§ Task
Could you repeat, word for word, only the lines from the one containing "Where can you spot the short" through the final line of the records below?
■ ■ ■ ■ ■
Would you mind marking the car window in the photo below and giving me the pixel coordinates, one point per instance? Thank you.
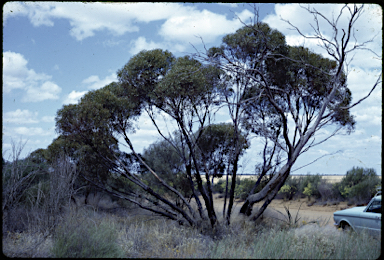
(375, 207)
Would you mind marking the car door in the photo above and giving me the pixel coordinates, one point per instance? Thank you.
(371, 217)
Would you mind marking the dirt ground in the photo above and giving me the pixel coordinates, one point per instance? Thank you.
(321, 213)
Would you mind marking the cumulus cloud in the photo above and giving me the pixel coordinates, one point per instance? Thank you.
(16, 75)
(141, 44)
(94, 82)
(26, 131)
(86, 19)
(188, 27)
(367, 26)
(48, 119)
(74, 97)
(48, 90)
(20, 117)
(182, 23)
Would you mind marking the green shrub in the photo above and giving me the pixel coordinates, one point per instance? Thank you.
(359, 184)
(314, 181)
(82, 237)
(243, 188)
(287, 191)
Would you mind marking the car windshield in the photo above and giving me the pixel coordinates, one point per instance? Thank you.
(375, 207)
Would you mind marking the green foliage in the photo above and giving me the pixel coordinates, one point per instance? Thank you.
(308, 191)
(288, 191)
(216, 144)
(81, 237)
(311, 182)
(359, 184)
(243, 188)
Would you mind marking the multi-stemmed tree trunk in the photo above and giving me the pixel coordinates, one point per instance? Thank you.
(267, 87)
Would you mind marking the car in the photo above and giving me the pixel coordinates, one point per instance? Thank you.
(361, 218)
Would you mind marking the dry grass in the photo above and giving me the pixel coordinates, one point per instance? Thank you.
(144, 236)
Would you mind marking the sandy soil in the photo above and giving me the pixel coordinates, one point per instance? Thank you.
(322, 214)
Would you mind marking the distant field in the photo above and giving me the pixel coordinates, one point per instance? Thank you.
(329, 178)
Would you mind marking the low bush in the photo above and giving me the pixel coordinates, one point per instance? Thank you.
(80, 236)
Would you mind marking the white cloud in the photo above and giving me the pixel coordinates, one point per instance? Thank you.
(367, 26)
(86, 19)
(48, 119)
(141, 44)
(20, 117)
(48, 90)
(188, 27)
(16, 75)
(368, 115)
(94, 82)
(28, 131)
(182, 23)
(74, 97)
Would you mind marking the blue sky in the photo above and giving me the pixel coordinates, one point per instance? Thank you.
(54, 52)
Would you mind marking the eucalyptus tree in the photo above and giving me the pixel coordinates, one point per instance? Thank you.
(151, 82)
(285, 94)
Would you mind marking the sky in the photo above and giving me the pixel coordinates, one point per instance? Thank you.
(55, 52)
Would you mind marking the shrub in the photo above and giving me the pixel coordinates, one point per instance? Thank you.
(243, 188)
(82, 237)
(328, 191)
(359, 184)
(288, 191)
(308, 191)
(314, 180)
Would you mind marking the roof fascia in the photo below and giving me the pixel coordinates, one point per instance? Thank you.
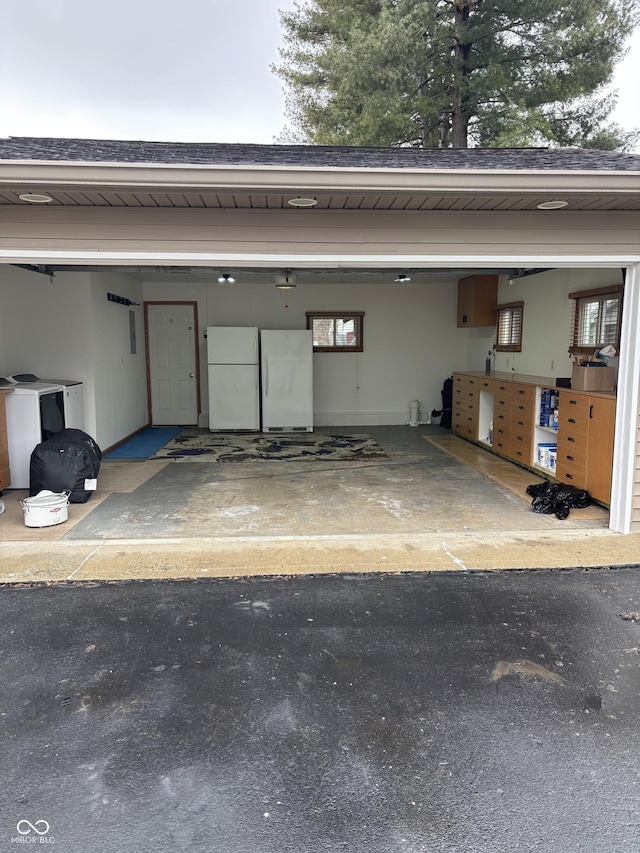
(319, 179)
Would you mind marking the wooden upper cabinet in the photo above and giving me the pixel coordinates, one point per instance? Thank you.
(477, 298)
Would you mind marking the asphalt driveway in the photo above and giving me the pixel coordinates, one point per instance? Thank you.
(363, 713)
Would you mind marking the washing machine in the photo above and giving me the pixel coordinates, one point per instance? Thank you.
(73, 396)
(35, 413)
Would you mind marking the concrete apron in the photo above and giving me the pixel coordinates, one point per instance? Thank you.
(223, 557)
(419, 511)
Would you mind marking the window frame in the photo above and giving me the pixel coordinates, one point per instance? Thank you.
(582, 298)
(509, 309)
(339, 315)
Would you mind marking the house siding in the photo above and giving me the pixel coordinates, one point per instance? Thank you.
(335, 234)
(367, 233)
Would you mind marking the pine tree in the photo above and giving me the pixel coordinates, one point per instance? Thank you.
(453, 73)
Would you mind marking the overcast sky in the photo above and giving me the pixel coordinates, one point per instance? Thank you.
(180, 71)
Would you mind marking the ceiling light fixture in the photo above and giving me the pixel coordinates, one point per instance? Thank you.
(286, 280)
(554, 204)
(35, 198)
(302, 202)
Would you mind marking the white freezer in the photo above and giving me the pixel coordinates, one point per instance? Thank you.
(232, 345)
(286, 359)
(234, 401)
(234, 394)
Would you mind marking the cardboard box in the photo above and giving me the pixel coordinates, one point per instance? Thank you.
(592, 378)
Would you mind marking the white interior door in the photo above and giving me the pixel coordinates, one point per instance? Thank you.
(173, 373)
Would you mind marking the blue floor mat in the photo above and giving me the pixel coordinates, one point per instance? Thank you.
(145, 444)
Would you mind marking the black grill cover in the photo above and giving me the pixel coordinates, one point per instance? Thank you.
(63, 463)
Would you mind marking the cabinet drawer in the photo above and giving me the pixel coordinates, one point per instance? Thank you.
(464, 404)
(572, 444)
(466, 425)
(522, 423)
(523, 410)
(574, 403)
(502, 404)
(571, 461)
(521, 448)
(524, 393)
(572, 424)
(465, 393)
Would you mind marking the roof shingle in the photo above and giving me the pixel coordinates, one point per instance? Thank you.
(335, 157)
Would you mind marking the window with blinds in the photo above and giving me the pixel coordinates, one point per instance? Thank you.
(333, 332)
(509, 327)
(596, 319)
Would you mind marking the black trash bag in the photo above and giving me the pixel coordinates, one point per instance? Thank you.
(557, 498)
(63, 463)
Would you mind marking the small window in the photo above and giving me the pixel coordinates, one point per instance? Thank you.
(336, 332)
(596, 319)
(509, 327)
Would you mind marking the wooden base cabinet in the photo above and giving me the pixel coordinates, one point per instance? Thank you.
(503, 415)
(585, 442)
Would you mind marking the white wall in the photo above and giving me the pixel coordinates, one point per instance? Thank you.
(547, 318)
(411, 343)
(66, 329)
(121, 406)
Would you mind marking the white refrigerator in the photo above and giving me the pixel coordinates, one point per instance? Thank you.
(286, 359)
(233, 374)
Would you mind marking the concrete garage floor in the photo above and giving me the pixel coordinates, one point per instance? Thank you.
(464, 713)
(426, 507)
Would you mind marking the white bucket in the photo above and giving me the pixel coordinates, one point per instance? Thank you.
(45, 508)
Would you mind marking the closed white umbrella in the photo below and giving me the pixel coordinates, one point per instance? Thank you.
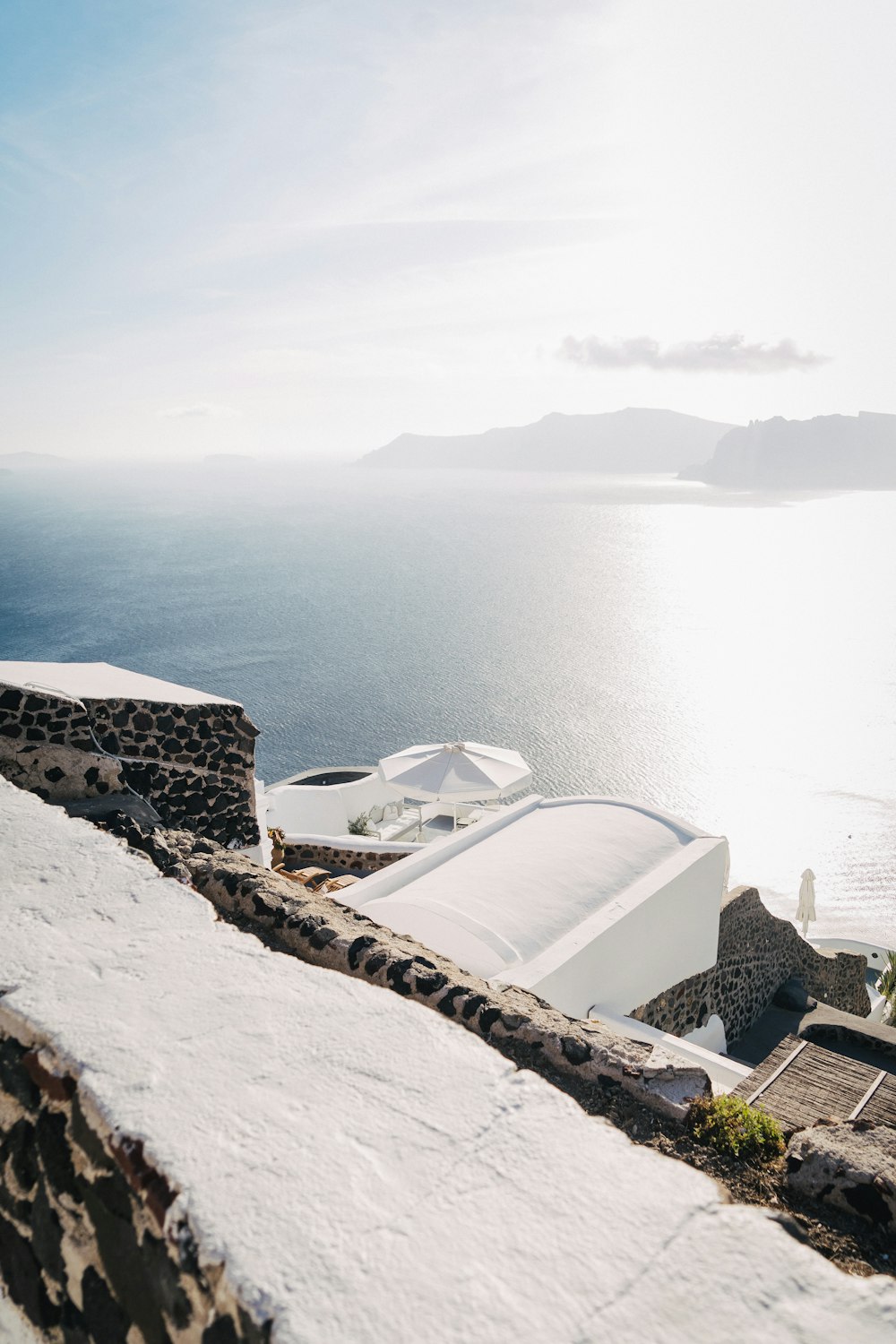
(806, 903)
(455, 771)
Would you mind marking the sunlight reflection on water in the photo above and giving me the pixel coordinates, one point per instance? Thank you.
(728, 658)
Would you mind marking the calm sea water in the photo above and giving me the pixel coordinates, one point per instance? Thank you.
(729, 658)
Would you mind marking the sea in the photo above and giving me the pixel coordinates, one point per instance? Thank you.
(729, 658)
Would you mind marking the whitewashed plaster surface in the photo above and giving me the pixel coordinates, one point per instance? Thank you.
(101, 682)
(367, 1169)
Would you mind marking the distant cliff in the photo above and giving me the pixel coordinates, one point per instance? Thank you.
(618, 441)
(831, 452)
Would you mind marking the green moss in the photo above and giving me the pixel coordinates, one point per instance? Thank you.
(735, 1129)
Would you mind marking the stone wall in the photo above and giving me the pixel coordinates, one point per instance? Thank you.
(193, 762)
(327, 855)
(90, 1245)
(756, 954)
(323, 932)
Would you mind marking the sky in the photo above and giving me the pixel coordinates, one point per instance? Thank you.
(303, 228)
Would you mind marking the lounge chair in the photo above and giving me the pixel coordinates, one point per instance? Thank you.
(338, 883)
(311, 878)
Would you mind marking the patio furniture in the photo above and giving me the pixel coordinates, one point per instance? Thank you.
(338, 883)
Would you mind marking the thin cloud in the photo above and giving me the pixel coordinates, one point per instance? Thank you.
(719, 354)
(201, 410)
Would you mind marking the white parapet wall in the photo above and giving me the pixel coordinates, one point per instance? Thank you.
(327, 809)
(340, 1163)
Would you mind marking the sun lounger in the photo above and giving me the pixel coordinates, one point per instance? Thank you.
(311, 878)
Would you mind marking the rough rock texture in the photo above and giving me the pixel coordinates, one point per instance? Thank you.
(357, 860)
(88, 1247)
(850, 1166)
(193, 762)
(756, 954)
(325, 933)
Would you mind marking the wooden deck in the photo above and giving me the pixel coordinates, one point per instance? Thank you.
(801, 1082)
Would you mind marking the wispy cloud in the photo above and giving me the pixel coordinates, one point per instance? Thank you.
(199, 410)
(719, 354)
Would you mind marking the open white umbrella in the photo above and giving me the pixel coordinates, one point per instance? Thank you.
(806, 903)
(455, 771)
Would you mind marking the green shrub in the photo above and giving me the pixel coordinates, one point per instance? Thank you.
(887, 984)
(735, 1129)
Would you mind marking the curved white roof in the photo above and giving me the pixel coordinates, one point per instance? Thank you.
(520, 889)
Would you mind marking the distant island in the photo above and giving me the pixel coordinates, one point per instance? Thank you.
(829, 452)
(633, 440)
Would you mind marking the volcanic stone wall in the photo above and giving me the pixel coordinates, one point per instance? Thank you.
(193, 762)
(357, 860)
(323, 932)
(93, 1247)
(756, 954)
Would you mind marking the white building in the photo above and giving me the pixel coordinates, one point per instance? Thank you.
(587, 902)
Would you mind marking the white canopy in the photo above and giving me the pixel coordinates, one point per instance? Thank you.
(806, 903)
(455, 771)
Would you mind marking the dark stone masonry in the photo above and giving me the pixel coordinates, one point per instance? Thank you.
(357, 860)
(90, 1246)
(323, 932)
(194, 763)
(756, 954)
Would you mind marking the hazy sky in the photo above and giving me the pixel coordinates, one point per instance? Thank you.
(301, 228)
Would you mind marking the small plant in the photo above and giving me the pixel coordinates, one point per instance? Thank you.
(279, 841)
(887, 984)
(735, 1129)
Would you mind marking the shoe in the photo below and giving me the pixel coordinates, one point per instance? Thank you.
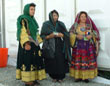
(78, 80)
(54, 80)
(86, 81)
(60, 81)
(36, 83)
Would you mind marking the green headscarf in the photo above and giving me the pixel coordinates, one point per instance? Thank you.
(32, 23)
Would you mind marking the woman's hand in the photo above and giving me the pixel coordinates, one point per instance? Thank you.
(60, 35)
(50, 36)
(88, 37)
(27, 46)
(80, 37)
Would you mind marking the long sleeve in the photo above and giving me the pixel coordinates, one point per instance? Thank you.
(24, 35)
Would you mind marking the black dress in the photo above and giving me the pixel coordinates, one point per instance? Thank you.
(56, 63)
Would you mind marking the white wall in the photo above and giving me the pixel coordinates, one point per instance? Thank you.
(13, 10)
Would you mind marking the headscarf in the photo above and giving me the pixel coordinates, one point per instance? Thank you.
(48, 28)
(89, 24)
(32, 23)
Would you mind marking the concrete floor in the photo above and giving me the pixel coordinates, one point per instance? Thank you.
(7, 78)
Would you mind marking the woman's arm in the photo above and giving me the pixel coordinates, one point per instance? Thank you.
(24, 38)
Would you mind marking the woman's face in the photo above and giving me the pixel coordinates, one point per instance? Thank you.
(31, 10)
(83, 18)
(55, 17)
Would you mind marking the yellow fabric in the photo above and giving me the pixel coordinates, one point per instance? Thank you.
(24, 36)
(28, 76)
(83, 74)
(78, 30)
(72, 39)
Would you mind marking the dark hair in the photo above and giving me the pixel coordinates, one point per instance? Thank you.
(82, 12)
(32, 4)
(54, 11)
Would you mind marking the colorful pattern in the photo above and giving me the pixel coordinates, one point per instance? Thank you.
(84, 64)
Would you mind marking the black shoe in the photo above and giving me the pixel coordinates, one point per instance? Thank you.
(60, 81)
(86, 81)
(27, 85)
(78, 80)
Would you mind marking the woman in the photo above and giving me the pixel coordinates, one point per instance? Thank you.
(29, 61)
(56, 47)
(85, 48)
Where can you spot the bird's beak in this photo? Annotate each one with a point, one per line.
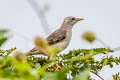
(80, 19)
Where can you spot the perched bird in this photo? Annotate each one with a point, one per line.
(61, 37)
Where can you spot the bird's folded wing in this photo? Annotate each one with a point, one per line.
(34, 51)
(56, 36)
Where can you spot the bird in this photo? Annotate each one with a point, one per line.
(61, 38)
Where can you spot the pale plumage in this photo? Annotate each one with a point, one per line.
(61, 37)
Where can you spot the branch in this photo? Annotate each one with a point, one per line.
(97, 75)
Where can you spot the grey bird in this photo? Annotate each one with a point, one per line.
(59, 39)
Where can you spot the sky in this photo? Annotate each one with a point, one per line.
(101, 17)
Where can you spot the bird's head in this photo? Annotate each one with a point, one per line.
(72, 20)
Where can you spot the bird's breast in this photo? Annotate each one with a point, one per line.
(65, 42)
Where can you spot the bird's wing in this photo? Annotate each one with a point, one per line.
(56, 36)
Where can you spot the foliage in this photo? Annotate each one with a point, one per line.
(75, 65)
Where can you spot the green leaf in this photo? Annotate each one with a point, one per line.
(3, 36)
(82, 75)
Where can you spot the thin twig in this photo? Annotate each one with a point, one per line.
(41, 16)
(97, 75)
(103, 43)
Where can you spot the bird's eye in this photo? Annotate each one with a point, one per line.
(73, 18)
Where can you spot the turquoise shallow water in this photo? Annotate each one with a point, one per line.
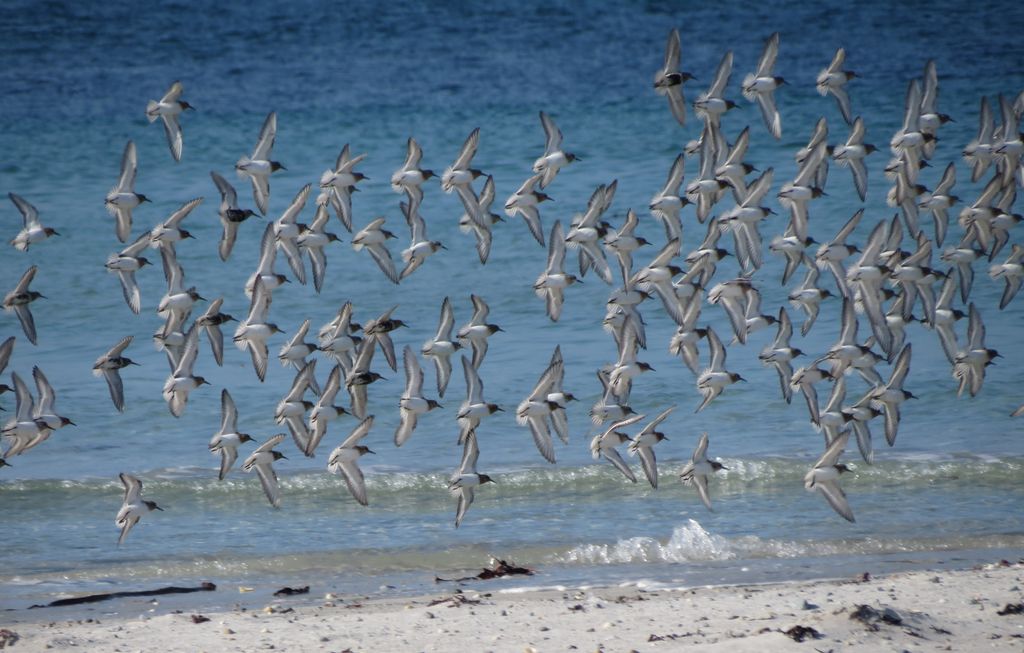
(76, 79)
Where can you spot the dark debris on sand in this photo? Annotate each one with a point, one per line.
(801, 633)
(498, 569)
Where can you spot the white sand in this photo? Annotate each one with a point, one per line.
(946, 610)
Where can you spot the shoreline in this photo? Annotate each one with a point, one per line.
(923, 610)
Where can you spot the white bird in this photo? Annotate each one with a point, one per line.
(294, 352)
(325, 411)
(833, 80)
(264, 270)
(552, 283)
(980, 151)
(122, 198)
(420, 247)
(669, 80)
(169, 110)
(24, 429)
(181, 381)
(554, 159)
(292, 408)
(339, 184)
(824, 477)
(225, 441)
(603, 444)
(708, 188)
(126, 263)
(33, 231)
(336, 339)
(253, 332)
(1012, 271)
(761, 85)
(940, 201)
(484, 219)
(643, 445)
(133, 507)
(110, 364)
(558, 397)
(312, 240)
(892, 394)
(852, 154)
(178, 301)
(780, 354)
(262, 461)
(459, 176)
(804, 380)
(623, 243)
(667, 204)
(360, 376)
(734, 296)
(656, 277)
(536, 408)
(373, 237)
(286, 233)
(466, 479)
(477, 331)
(170, 229)
(474, 408)
(743, 221)
(18, 299)
(611, 405)
(230, 215)
(712, 104)
(715, 379)
(259, 167)
(524, 202)
(587, 230)
(411, 176)
(684, 341)
(345, 460)
(440, 348)
(697, 471)
(970, 363)
(412, 403)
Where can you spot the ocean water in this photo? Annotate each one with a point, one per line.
(75, 81)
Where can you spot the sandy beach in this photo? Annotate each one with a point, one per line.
(976, 609)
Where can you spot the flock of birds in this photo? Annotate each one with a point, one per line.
(878, 277)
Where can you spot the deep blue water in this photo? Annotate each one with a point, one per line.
(75, 80)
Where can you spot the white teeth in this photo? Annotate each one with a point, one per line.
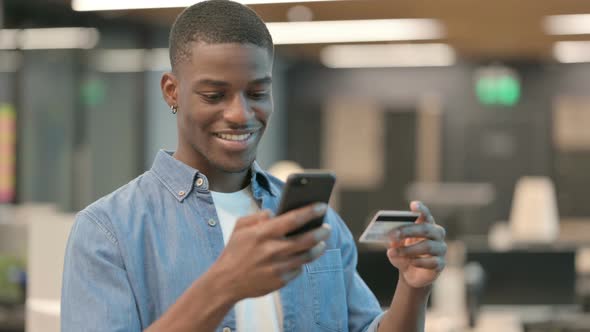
(234, 137)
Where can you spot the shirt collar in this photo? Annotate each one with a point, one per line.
(180, 178)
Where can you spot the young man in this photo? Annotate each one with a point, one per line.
(192, 244)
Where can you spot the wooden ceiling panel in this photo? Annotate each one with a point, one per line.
(476, 29)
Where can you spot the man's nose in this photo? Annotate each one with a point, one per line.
(239, 111)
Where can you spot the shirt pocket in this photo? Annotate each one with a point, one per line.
(328, 291)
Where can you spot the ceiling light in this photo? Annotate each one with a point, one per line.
(58, 38)
(354, 31)
(578, 24)
(572, 51)
(95, 5)
(8, 39)
(10, 61)
(130, 60)
(119, 60)
(387, 55)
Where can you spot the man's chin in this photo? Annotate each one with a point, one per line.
(236, 166)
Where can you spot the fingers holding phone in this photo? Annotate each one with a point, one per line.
(259, 258)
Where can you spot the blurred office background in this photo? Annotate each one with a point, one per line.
(479, 108)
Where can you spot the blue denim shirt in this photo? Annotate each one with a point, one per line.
(131, 254)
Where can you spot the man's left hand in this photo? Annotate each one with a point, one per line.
(418, 250)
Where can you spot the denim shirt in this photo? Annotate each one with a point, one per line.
(134, 252)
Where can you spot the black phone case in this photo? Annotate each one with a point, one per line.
(303, 189)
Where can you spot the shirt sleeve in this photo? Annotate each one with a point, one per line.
(364, 311)
(96, 293)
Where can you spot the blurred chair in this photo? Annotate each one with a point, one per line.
(534, 217)
(48, 233)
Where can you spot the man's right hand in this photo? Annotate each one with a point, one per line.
(259, 259)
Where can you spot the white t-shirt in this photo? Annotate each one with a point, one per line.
(260, 314)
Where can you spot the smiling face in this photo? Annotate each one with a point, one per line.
(223, 94)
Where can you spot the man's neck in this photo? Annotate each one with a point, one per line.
(219, 180)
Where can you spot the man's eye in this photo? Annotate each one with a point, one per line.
(213, 96)
(258, 94)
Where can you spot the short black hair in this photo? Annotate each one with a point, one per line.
(216, 22)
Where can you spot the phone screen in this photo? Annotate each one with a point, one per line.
(303, 189)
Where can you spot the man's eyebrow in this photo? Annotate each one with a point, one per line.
(263, 80)
(208, 81)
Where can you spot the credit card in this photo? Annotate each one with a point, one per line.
(384, 222)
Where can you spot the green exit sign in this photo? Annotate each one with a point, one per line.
(497, 86)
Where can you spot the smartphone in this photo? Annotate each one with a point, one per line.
(303, 189)
(384, 222)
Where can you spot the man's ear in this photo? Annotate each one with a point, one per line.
(169, 86)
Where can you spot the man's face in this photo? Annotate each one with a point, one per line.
(224, 101)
■ ■ ■ ■ ■
§ Answer to this problem
Where can you spot the short black hair in this photo? Annotate each one with a point, one per line.
(216, 22)
Where can you spot the phone screen in this photo? Annotate each one with a point, one per line.
(303, 189)
Where can you spot the man's eyebrow in this photo? Annotate each one with a point, one per line.
(263, 80)
(208, 81)
Where can you spot the credit card in this photo? Annotate each one with a point, one per line.
(384, 222)
Where can you spot the green exit sign in this photo? Annotate each one with a point, one per line.
(497, 86)
Where can you spot the smartphone in this photo? Annotate each one with a point, one per line.
(303, 189)
(384, 222)
Where can you spot the man's ear in this photo? Annotate each one with a point, one per line.
(169, 86)
Where can you spot the man's face in this photo? Annotate each one with a point, one per line.
(224, 101)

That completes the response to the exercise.